Stored data entries
**********

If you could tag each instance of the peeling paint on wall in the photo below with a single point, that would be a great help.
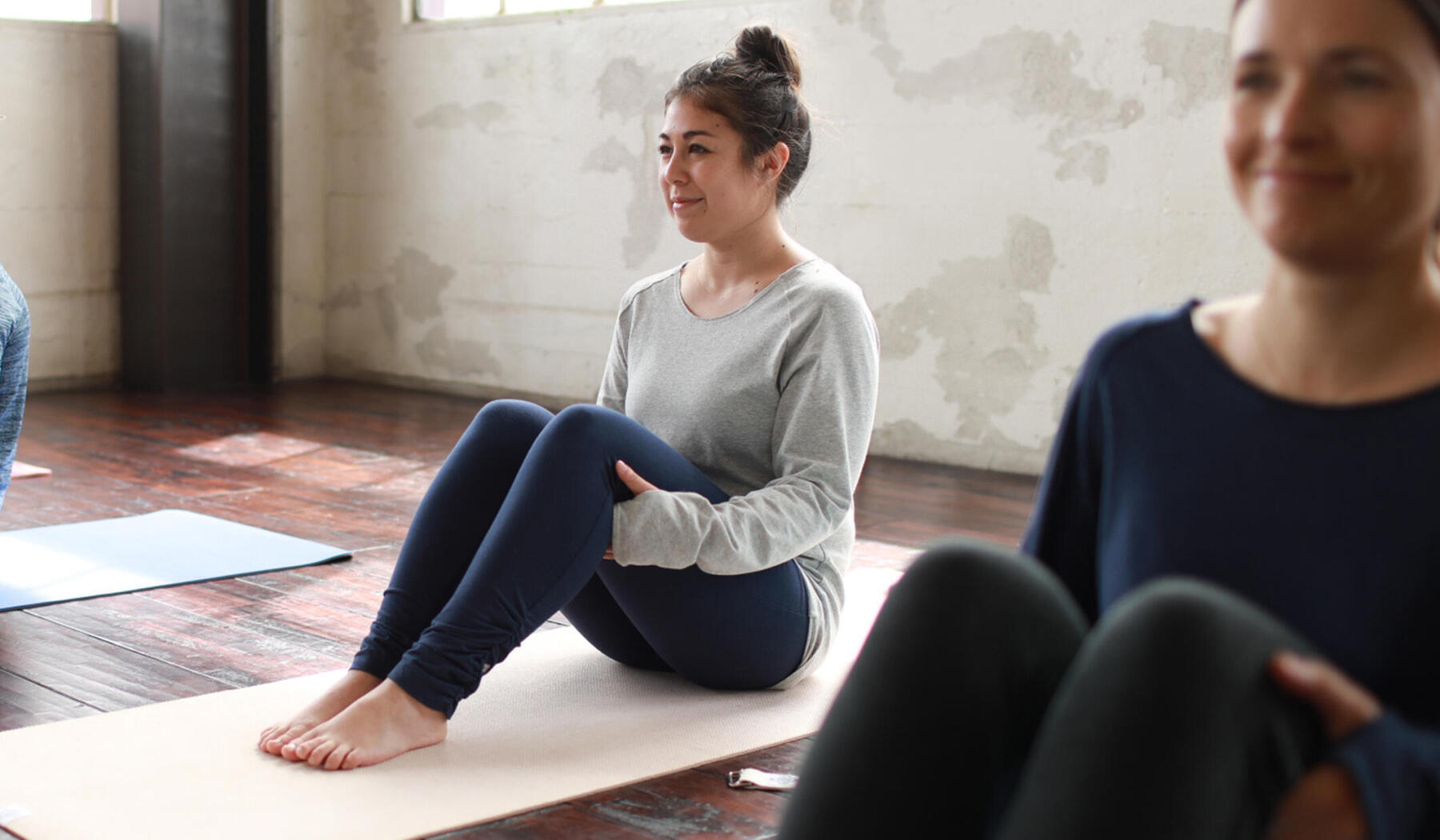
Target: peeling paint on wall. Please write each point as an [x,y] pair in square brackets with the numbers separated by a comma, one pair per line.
[978,310]
[457,358]
[634,91]
[419,282]
[453,115]
[1193,58]
[630,90]
[1085,159]
[362,30]
[646,215]
[412,291]
[1034,75]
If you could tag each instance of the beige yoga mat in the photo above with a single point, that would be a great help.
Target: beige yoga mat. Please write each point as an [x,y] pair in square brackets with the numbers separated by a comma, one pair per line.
[554,722]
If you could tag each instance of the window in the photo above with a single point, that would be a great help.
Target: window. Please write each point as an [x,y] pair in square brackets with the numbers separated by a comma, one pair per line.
[451,9]
[81,10]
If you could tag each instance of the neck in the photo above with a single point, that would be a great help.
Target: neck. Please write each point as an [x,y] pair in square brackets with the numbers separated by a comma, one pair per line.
[755,250]
[1335,336]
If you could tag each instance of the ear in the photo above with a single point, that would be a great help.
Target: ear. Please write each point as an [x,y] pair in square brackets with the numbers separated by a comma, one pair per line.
[772,163]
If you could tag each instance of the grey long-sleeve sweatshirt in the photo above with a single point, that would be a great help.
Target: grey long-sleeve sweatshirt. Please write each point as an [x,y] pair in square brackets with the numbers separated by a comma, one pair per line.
[775,404]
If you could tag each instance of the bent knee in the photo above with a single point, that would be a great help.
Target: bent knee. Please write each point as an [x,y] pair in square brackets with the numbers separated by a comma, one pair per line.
[965,575]
[513,414]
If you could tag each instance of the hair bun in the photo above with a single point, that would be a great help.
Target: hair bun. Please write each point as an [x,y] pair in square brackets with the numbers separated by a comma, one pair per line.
[762,46]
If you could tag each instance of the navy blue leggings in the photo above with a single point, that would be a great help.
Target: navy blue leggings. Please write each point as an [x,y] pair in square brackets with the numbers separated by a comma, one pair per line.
[514,528]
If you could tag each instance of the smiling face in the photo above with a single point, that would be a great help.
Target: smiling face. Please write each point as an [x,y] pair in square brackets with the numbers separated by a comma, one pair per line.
[1334,129]
[710,190]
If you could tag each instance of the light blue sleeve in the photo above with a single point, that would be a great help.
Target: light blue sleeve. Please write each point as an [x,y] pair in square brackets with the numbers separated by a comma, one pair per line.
[14,359]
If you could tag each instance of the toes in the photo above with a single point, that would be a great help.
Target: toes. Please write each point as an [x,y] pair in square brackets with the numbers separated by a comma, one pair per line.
[338,757]
[277,744]
[297,750]
[318,753]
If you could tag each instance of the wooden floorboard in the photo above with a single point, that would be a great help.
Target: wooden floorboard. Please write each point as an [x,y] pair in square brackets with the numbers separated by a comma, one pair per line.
[346,464]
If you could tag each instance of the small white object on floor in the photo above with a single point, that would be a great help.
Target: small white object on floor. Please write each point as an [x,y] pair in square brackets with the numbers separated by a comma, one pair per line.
[758,780]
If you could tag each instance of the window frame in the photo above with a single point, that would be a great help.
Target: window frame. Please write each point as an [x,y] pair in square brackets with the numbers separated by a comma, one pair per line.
[415,12]
[101,12]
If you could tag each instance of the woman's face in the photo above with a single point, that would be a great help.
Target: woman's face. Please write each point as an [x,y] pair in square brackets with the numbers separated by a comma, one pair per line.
[706,183]
[1334,129]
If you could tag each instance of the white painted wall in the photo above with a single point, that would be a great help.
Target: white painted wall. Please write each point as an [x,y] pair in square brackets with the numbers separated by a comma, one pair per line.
[59,195]
[1002,181]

**********

EXERCISE DESCRIPTION: From the data above, output only the lines between the line containing "If you could tag each instance of the beige" and the line containing "If you could tag each instance of the grey", inclusive, exactly as written.

RESPONSE TO THIS EXERCISE:
If you could tag each instance of the beige yoga mat in the photo above with a single point, that would be a great help.
Target: beige yoga mat. Please write each point as an [x,y] pair in square brackets with the numbers separated by a comma, one pair per line.
[554,722]
If you could tag each instance of the window in the photo above with a single point, that would be a great help.
Target: window. Please write each point as an [x,y] pair in square brackets with the numbers separated by a comma, one pair per line.
[451,9]
[81,10]
If you could tag each instance of the neck in the photo above with a single point, that would be a great help.
Target: neck. Please write each point as an [x,y] pair in square brackets with the numbers separated by a comma, one pair per line.
[755,250]
[1335,336]
If you could tag each instance of the ear in the photo above with a single point, that would be a great help.
Target: ear. Please write each point as an [x,y] pair in square brackets with the numbers separated by a comma, one pair per line.
[772,163]
If you could tag each instance of the grey long-sleeve sweatshirt in the photo above with a single point, that would be a great help.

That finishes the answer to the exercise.